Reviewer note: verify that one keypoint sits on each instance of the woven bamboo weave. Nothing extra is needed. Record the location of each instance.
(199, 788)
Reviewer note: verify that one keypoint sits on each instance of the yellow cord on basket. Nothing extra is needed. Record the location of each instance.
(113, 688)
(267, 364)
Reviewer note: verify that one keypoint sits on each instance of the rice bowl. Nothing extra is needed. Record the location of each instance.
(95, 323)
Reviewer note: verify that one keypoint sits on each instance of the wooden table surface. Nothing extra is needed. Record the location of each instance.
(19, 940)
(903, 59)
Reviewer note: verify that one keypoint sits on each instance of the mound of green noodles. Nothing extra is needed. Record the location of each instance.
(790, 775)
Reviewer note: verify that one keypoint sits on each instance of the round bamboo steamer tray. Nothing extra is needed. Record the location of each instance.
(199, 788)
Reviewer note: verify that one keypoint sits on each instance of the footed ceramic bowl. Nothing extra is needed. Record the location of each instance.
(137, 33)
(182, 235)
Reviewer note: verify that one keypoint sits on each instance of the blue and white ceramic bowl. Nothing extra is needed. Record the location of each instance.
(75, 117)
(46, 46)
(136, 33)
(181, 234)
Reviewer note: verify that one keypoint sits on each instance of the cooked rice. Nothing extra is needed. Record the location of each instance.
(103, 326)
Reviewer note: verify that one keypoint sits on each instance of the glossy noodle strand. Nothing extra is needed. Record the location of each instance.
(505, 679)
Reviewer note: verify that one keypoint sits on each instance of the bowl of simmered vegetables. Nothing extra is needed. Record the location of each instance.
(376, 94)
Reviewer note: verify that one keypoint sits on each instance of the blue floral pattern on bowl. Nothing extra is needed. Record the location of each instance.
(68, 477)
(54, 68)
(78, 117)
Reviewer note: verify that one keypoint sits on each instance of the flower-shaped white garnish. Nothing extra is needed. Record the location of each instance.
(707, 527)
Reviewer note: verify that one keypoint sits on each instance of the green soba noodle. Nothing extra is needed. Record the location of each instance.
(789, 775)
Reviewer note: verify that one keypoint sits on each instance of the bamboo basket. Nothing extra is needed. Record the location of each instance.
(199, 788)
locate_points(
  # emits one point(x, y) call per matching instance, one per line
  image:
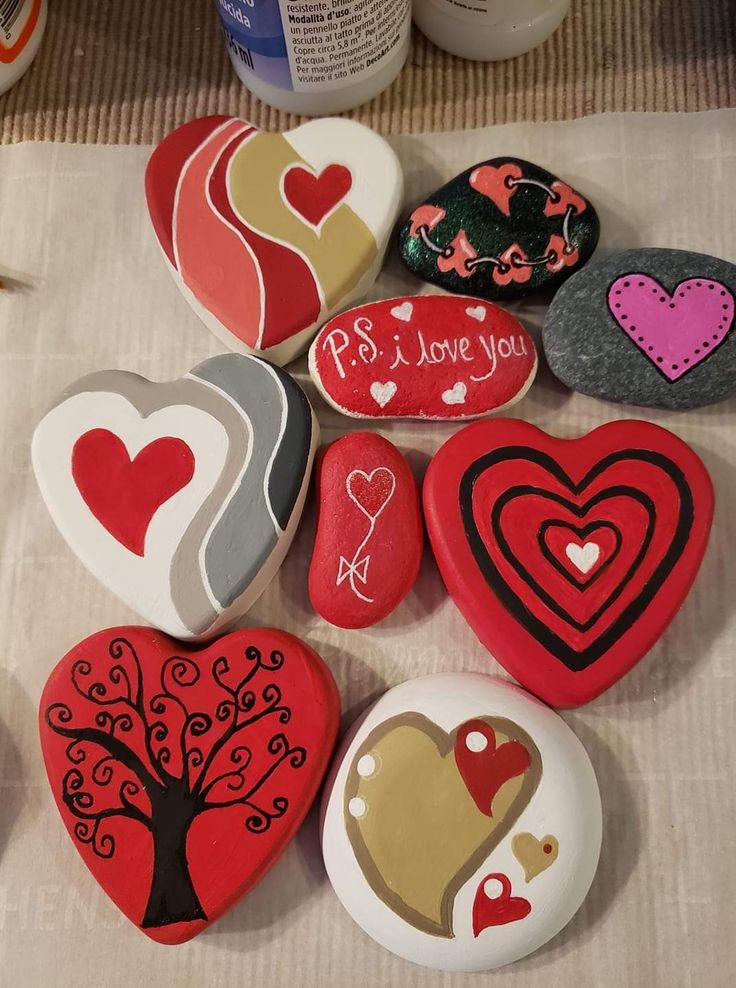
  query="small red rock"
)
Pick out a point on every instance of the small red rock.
point(369, 538)
point(423, 357)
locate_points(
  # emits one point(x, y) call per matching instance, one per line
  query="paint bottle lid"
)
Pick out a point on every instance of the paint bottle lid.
point(22, 24)
point(489, 30)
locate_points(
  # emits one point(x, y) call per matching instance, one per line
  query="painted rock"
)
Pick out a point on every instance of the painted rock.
point(182, 498)
point(568, 558)
point(461, 822)
point(501, 230)
point(370, 537)
point(647, 327)
point(423, 357)
point(181, 775)
point(268, 235)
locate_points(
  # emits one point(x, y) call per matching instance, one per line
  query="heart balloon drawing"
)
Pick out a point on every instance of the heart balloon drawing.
point(568, 558)
point(473, 782)
point(182, 498)
point(182, 774)
point(676, 332)
point(371, 492)
point(369, 540)
point(268, 235)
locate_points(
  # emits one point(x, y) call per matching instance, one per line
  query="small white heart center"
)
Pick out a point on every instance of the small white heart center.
point(382, 392)
point(583, 557)
point(456, 395)
point(403, 312)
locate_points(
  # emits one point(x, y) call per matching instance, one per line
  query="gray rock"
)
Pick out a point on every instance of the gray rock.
point(651, 327)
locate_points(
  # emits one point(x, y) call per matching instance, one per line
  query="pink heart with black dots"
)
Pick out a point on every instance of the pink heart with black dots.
point(678, 331)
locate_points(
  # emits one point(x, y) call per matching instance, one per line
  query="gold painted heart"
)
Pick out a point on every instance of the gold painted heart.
point(424, 808)
point(268, 235)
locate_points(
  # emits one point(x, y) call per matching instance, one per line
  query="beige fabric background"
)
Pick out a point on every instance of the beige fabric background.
point(97, 294)
point(128, 71)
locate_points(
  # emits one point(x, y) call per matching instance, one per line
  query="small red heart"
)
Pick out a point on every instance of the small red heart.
point(125, 494)
point(485, 767)
point(563, 198)
point(315, 196)
point(497, 910)
point(495, 183)
point(459, 252)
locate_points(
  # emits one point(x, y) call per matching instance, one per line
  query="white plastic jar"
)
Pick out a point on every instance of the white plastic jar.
point(489, 30)
point(22, 24)
point(316, 57)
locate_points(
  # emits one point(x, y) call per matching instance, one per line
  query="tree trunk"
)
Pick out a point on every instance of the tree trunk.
point(172, 898)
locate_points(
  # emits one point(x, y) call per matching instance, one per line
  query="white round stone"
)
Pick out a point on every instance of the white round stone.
point(438, 794)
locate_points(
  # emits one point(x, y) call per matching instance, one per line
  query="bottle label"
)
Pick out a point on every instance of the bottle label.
point(18, 18)
point(313, 45)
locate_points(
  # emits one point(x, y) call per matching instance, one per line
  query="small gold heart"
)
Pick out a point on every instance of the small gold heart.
point(535, 856)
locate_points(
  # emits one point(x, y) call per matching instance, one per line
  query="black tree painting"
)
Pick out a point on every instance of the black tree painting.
point(163, 742)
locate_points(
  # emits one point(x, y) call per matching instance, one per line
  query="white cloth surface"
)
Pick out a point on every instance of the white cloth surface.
point(92, 292)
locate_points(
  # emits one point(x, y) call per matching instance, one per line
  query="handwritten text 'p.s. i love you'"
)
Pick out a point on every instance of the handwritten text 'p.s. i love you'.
point(414, 348)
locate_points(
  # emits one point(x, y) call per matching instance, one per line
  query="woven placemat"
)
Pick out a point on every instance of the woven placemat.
point(128, 71)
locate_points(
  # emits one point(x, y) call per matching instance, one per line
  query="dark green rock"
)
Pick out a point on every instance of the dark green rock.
point(502, 230)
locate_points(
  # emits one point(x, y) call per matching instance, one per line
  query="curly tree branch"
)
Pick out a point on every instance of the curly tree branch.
point(242, 701)
point(80, 803)
point(279, 746)
point(58, 717)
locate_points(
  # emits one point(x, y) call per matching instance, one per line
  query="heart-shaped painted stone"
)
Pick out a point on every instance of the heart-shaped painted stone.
point(428, 357)
point(370, 537)
point(535, 856)
point(649, 327)
point(503, 229)
point(422, 808)
point(182, 498)
point(180, 774)
point(492, 496)
point(268, 235)
point(676, 332)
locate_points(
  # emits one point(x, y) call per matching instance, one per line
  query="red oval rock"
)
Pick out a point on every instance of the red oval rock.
point(423, 357)
point(369, 538)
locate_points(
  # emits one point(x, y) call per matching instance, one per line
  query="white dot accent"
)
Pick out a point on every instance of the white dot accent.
point(476, 741)
point(366, 766)
point(357, 807)
point(493, 888)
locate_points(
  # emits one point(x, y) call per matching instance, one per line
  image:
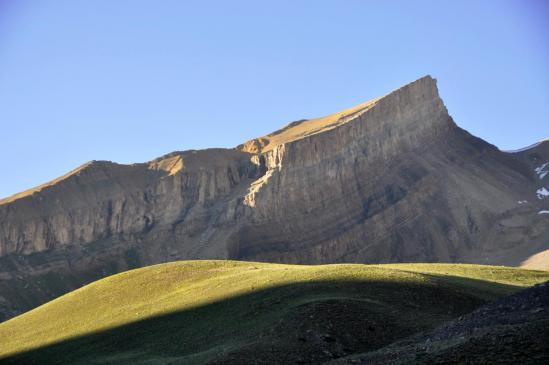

*Exercise goal:*
Please copy out the whole listing exactly as it stands, minus the pictures.

*Your solution:*
Reviewer note: verify that one keypoint sits on each instance of the woven bamboo weave. Nothing extra is needed. Record the location of each instance.
(199, 788)
Reviewer note: verify that one keypoint sits on each instance of the yellow cord on basket. Nothing extra is needed. Record the location of each instance.
(113, 688)
(267, 364)
Reviewer note: verify that one keypoint sits on each instance of the rice bowl. Nothing extra is needed. Record the location of each instance.
(95, 323)
Reviewer note: verify that one keypoint sits on each instance of the wooden table surface. Nothing extra is needed. Record the location of each instance.
(19, 940)
(903, 59)
Reviewer note: verify that one keypoint sits on each instance of the mound of green noodles. Nothing extra is needed. Record the location of each instance.
(790, 775)
Reviewer note: verify that one keypoint sits on each instance of the round bamboo steamer tray. Nothing extra is needed. Record the location of each instance.
(199, 788)
Reviewer note: verify that one keypoint sits on each instance of the footed ceramic bowl. Nothing extra is needed. Record the location of each instance.
(137, 33)
(182, 235)
Reviewer note: verify that one keypoint sits on each instance of the blue and white ceramic bowl. Nothing extra is needed. Record the location of each instance.
(75, 117)
(46, 46)
(136, 33)
(181, 234)
Reviewer note: verify that one keypoint sits on each instance of the cooked rice. Nothing extra is needed. Record the location of each instance.
(103, 326)
Reviewer note: verify that one keypoint sits on each instance of the glossy noodle strand. Nothing extra is needed. Record the location of each instance.
(505, 679)
Reviewer note: verify that one keypoint sits on each instance of the bowl of simmered vegetables. Nothing extra is needed. Record the location of each instance.
(376, 94)
Reviewer note: verify that one keypoint sits on each instance of the blue floral pattern on bowl. Nothing extra is needed. Record the location of each instance.
(68, 477)
(54, 68)
(78, 117)
Reviewer note: verify that one keypoint sits on each instance of the flower-shaped white garnish. Nothing extra is needed. Record the location of each instance.
(707, 527)
Reviewer note: verify that one keypoint sits on each instance of the green soba noodle. Nothing extra is needed. Record the location of each instance.
(789, 775)
Reviewer note: verify that one keypoint sits on each instance of the bamboo basket. Nothing extra is needed. Record the location of each instance.
(199, 788)
locate_points(
  # emits one point(x, y) call per matching instance, one per line
  image:
  query="small red rock"
)
Pick out a point on every instance of the small red rock.
point(369, 538)
point(423, 357)
locate_points(
  # emits one point(x, y) call per matching instance, one per line
  query="paint bottle lid"
)
Pick out a point on every instance of the paint bottle lid.
point(22, 24)
point(489, 30)
locate_points(
  # emits one point(x, y) call per matching instance, one per line
  query="painted rock"
)
Pick out a point on every instance of the painted rock.
point(182, 498)
point(568, 558)
point(461, 822)
point(501, 230)
point(370, 537)
point(647, 327)
point(423, 357)
point(181, 775)
point(268, 235)
locate_points(
  # emits one point(x, y) call per matching instance, one per line
  query="heart balloon drawing"
)
Pick out a point on every instance of the heart balloon drawing.
point(568, 558)
point(473, 782)
point(182, 498)
point(182, 774)
point(676, 332)
point(371, 492)
point(369, 540)
point(268, 235)
locate_points(
  # emits one point(x, y) call per matching instance, one per line
  query="small white heart center"
)
Pick out a point on every instance of the small white heart center.
point(382, 392)
point(583, 557)
point(456, 395)
point(403, 312)
locate_points(
  # emits one point(x, y) call per matching instance, one per line
  query="gray rock"
)
Pick out a point on every instance of the gray rock.
point(651, 327)
locate_points(
  # emits one point(x, y) call per matching instance, one per line
  query="pink heart with black dots"
)
Pick out a point on every instance of the pink heart with black dots.
point(678, 331)
locate_points(
  # emits one point(x, y) call per matching instance, one per line
  query="gold painted heart"
)
Pick out a point on every instance of the gold painted heart.
point(424, 808)
point(268, 235)
locate_points(
  # emits one point(x, y) call per matching instance, one per line
  query="beige fabric background"
)
Pick out a point on every instance of the beige fabric background.
point(97, 294)
point(128, 71)
locate_points(
  # emits one point(x, y) call per matching instance, one per line
  query="small red heart"
)
Pick out a point on every instance of the small red heart.
point(125, 494)
point(485, 767)
point(563, 198)
point(315, 196)
point(497, 910)
point(495, 183)
point(459, 252)
locate_points(
  # emits one point(x, y) call per matching instance, one per line
  query="white plastic jar"
)
Pick out a point on every instance of the white plastic jar.
point(489, 30)
point(22, 24)
point(316, 57)
locate_points(
  # emits one point(x, y) call per matching instance, one per line
  query="tree trunk"
)
Pick out a point on every instance of the tree trunk.
point(172, 898)
locate_points(
  # emits one point(x, y) call per matching instance, one per line
  query="white round stone"
)
Pick out a point on every instance of the white round stone.
point(438, 794)
locate_points(
  # emits one point(x, y) call per matching instance, one per line
  query="bottle label"
)
Pick out a point on every instance of the bottle label.
point(18, 18)
point(313, 45)
locate_points(
  # emits one point(x, y) call per matching instance, one per line
  query="small gold heart"
)
Pick out a point on every instance of the small gold heart.
point(535, 856)
locate_points(
  # emits one point(x, y) call per matching instance, one per line
  query="black tree painting"
)
Pick out a point on every instance of the black tree painting.
point(163, 742)
locate_points(
  # emits one point(x, y) call per matching instance, one per line
  query="white cloth surface"
)
Pick out a point on every instance of the white cloth surface.
point(92, 292)
locate_points(
  # emits one point(x, y) call per matching instance, one per line
  query="handwritten text 'p.s. i love you'"
)
Pick out a point on every instance of the handwritten text 'p.s. i love you'.
point(414, 348)
locate_points(
  # emits one point(x, y) call per matching instance, one per line
  query="woven placemat"
)
Pick out a point on every instance of the woven placemat.
point(128, 71)
locate_points(
  # emits one point(x, y) call per matching instance, one per line
  query="dark green rock"
)
Pick out a point on every instance of the dark green rock.
point(502, 230)
locate_points(
  # emits one point(x, y) call per matching instance, one per line
  query="curly tree branch"
)
Pick out a point on every instance of the curly tree branch.
point(242, 701)
point(80, 803)
point(279, 746)
point(58, 717)
locate_points(
  # emits one point(x, y) call per matching instance, one per line
  query="heart-shaped painted stone"
)
Pick out a point on every instance of the heart-shaped painted stone.
point(428, 357)
point(370, 537)
point(535, 856)
point(649, 327)
point(503, 229)
point(422, 808)
point(182, 498)
point(180, 774)
point(492, 496)
point(268, 235)
point(676, 332)
locate_points(
  # emits one point(x, y) call per matching instance, one per line
  query="red oval rock"
)
Pick out a point on every instance of the red oval rock.
point(423, 357)
point(369, 538)
locate_points(
  # emits one point(x, y) call per matching instance, one per line
  query="white dot accent"
)
Pick out a point on every instance of the white dot accent.
point(476, 741)
point(366, 766)
point(357, 807)
point(493, 888)
locate_points(
  # emits one point(x, y) call per matching instance, one per line
  image:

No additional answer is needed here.